(Recorded data)
>> Start
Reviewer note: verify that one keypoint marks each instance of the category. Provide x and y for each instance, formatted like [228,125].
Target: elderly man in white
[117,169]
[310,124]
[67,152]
>> End
Given task:
Please recast the data above as a Markdown table with two columns, Row and Line, giving each non-blank line its own numbered row.

Exercise response:
| Row | Line |
|---|---|
| 1 | Reviewer note: verify that one keypoint marks each instance of the category. Provide x and y for each instance, formatted like [228,125]. |
| 2 | Target: elderly man in white |
| 3 | [117,169] |
| 4 | [310,124] |
| 5 | [67,152] |